<<<<
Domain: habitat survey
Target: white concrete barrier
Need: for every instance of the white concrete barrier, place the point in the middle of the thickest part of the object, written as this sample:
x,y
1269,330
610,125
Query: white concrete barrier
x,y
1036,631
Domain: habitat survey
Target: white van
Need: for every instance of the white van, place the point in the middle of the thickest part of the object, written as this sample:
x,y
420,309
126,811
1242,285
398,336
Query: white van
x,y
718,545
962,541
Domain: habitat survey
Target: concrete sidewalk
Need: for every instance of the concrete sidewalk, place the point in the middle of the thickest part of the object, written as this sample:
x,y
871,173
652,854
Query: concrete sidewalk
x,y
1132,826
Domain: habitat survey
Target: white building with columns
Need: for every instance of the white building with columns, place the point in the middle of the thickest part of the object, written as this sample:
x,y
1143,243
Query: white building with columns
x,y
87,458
>>>>
<<<<
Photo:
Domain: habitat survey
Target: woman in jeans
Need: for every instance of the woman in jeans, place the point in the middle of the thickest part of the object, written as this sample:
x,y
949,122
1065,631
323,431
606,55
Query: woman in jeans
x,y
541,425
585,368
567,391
>>>>
<<<<
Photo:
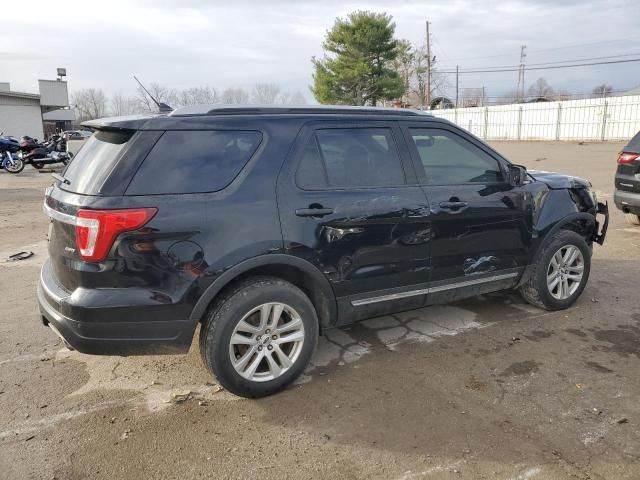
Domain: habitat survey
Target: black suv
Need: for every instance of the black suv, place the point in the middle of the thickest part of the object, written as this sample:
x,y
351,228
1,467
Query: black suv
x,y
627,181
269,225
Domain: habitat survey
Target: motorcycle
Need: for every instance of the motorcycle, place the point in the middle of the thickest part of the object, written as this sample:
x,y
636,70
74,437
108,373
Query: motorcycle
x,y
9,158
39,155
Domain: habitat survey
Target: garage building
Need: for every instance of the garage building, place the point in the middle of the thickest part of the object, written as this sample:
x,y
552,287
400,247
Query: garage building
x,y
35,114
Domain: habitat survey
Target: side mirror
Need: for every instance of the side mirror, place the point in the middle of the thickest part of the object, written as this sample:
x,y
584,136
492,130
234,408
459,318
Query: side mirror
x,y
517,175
>>>>
• **What you have to do**
The listing above holds a line with "Need: for every instance of the black" and a line with "Target: garage building". Print the stretch from the first through the second, exactly and alone.

• **Reply to the exercise**
Need: for every instance of the black suv, place the point in the middle of the thickest part of the object, written as this sample:
x,y
351,228
1,467
Query: black suv
x,y
627,181
269,225
Domain: habitat survey
Target: motorcycle
Need: for every instance of the motorcycle, place the point in the middle of the thickest part of the object, written as this sample:
x,y
636,70
74,437
108,373
Query: motorcycle
x,y
9,158
39,155
Domain: habitat survey
Target: garage building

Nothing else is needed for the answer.